Write the data out again in full, with no departure from the original.
[DATA SUPPLIED start]
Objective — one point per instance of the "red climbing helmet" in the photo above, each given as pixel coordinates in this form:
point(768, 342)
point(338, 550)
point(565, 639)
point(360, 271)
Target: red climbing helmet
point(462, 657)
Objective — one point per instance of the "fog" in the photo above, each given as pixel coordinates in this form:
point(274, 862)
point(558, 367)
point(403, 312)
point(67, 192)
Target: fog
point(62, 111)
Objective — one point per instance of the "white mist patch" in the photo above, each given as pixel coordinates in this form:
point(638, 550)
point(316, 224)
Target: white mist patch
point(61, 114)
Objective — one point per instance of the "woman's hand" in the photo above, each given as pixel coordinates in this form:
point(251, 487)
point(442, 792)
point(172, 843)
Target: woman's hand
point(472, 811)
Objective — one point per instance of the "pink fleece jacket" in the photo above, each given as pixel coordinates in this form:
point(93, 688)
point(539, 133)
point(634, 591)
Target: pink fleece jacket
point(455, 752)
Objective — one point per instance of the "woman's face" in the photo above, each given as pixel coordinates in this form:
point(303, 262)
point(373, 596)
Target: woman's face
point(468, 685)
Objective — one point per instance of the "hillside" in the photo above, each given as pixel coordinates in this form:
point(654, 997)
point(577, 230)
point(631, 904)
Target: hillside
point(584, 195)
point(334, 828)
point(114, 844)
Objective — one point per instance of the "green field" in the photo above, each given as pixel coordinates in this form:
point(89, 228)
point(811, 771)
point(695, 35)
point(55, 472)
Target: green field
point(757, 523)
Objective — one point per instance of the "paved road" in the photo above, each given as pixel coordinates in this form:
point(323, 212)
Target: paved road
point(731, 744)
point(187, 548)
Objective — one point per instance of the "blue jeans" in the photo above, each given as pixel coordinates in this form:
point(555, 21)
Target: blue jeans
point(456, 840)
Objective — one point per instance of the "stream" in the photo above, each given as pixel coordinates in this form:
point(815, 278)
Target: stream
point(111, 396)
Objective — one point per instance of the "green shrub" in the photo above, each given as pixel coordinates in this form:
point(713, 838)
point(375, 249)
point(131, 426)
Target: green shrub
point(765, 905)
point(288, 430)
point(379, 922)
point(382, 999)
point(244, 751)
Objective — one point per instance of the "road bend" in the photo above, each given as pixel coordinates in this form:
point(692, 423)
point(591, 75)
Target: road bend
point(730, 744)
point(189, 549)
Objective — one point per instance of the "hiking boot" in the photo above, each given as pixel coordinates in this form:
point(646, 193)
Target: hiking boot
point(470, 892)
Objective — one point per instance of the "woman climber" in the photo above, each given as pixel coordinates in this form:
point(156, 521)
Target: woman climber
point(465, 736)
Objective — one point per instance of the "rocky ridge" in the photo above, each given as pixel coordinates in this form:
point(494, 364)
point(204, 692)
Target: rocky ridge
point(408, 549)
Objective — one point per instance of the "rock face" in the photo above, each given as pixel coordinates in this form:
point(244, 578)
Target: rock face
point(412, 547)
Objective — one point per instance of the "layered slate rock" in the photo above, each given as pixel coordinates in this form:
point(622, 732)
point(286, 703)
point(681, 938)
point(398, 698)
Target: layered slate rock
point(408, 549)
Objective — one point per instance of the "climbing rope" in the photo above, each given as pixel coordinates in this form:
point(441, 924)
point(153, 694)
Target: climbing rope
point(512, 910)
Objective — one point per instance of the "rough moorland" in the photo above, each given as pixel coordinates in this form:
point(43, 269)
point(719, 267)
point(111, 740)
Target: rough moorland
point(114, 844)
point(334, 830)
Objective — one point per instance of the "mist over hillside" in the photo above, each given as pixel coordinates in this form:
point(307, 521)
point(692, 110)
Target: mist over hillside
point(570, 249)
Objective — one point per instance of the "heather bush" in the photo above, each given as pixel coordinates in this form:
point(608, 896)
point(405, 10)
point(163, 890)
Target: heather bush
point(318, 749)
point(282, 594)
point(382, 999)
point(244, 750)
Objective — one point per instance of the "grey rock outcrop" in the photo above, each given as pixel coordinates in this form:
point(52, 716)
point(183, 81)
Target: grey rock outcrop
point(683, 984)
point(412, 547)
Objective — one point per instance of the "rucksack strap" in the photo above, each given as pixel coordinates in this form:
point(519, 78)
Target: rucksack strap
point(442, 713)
[DATA SUPPLIED end]
*THE REPLY*:
Objective — one point per instance of the "red climbing helmet" in the photo above, each given as pixel coordinates in this form:
point(768, 342)
point(338, 550)
point(565, 639)
point(360, 271)
Target: red climbing helmet
point(462, 657)
Objective — one point per instance of the "fog" in the photo above, each given as pixel coordinates in this form:
point(274, 862)
point(558, 367)
point(403, 312)
point(67, 192)
Target: fog
point(62, 111)
Objective — one point per instance of the "white mist patch" in the photo above, each given as pixel coordinates in this form:
point(638, 550)
point(316, 224)
Target: white mist patch
point(61, 114)
Objective — one point per instance of the "woman's hand" in the photo above, each given as pixel coordinates in this form:
point(251, 487)
point(442, 792)
point(172, 843)
Target: woman's hand
point(472, 811)
Objective — one point per instance of the "pink fleece jacket" in the photo above, each given as pixel coordinates in this form:
point(93, 688)
point(539, 133)
point(634, 591)
Target: pink fleece jacket
point(455, 752)
Objective — one point per instance of the "woman's face" in the photo above, each given as pixel coordinates in this form:
point(303, 262)
point(373, 596)
Target: woman's face
point(468, 685)
Objective — one point per instance of the "hillside" in the photo above, each given as pixel coordinates in this form:
point(654, 997)
point(577, 230)
point(631, 904)
Target: hillside
point(584, 195)
point(334, 828)
point(114, 844)
Objective — one point per instance of the "green field" in the photo above, each given as pixel coordinates in this form:
point(89, 228)
point(811, 771)
point(695, 35)
point(55, 472)
Target: green field
point(757, 523)
Objective — one point per instance of the "paved road" in the photo above, each given as pixel coordinates in this form:
point(323, 212)
Target: paved road
point(731, 744)
point(187, 548)
Objective — one point per instance of the "blue jeans" in the photo above, each given as pixel coordinates in this form:
point(555, 21)
Target: blue jeans
point(456, 840)
Objective — one point per instance of the "stream" in the photo above, each given as pixel coordinates in this form:
point(815, 278)
Target: stream
point(111, 396)
Objective — one point per instance of the "green shrub" in the photo above, each given as pixel coordinates in this form:
point(713, 838)
point(375, 249)
point(131, 426)
Target: green shrub
point(765, 905)
point(288, 430)
point(379, 922)
point(382, 999)
point(244, 751)
Objective — one point per instance of the "road bend" in the photo above, each given as pixel coordinates in this form:
point(692, 423)
point(591, 75)
Target: road bend
point(730, 744)
point(189, 549)
Objective — one point per instance of the "hiking boot" in the photo above, each given as pixel coordinates in this form:
point(646, 193)
Target: hiking boot
point(470, 892)
Objective — one point per instance of the "woman climber" in the photo above, each given as pixel coordinates in this form:
point(156, 521)
Target: woman climber
point(465, 736)
Objective — one point per instance of the "rocky ridge" in the photo above, each given as pixel coordinates in this form:
point(494, 364)
point(204, 692)
Target: rocky ridge
point(408, 549)
Objective — one point per instance of the "rock face" in the photo above, each given as pixel coordinates in this form:
point(244, 578)
Target: rock face
point(412, 547)
Objective — one point per instance of the "layered slate rock" in the photo above, each given as pixel coordinates in this form:
point(622, 732)
point(286, 703)
point(681, 938)
point(398, 698)
Target: layered slate rock
point(408, 549)
Objective — one point per instance of the "climbing rope" in the photo above, each given as pixel coordinates in this form:
point(441, 924)
point(153, 694)
Target: climbing rope
point(512, 910)
Objective — one point per instance of the "rough moorland" in the photo above, each given as pixel coordinates in this form:
point(43, 269)
point(719, 267)
point(111, 740)
Target: rough moorland
point(114, 844)
point(334, 830)
Objective — one point per instance of the "mist over hillside" in the photo above, each given as pixel coordinates in this form:
point(307, 521)
point(692, 110)
Target: mist over hillside
point(570, 249)
Objective — one point per instance of the "heather bush" in the photo above, each given as pixel coordinates in this form:
point(608, 896)
point(405, 10)
point(163, 890)
Target: heather bush
point(318, 749)
point(282, 594)
point(382, 999)
point(244, 750)
Objective — one point per instance of the "grey rock outcrop" in the photo above, each given as pixel coordinates in this form:
point(52, 716)
point(183, 81)
Target: grey rock outcrop
point(683, 984)
point(412, 547)
Objective — one point per instance of the "rucksack strap" in the photo above, each given as pixel coordinates in this form:
point(519, 78)
Target: rucksack strap
point(442, 713)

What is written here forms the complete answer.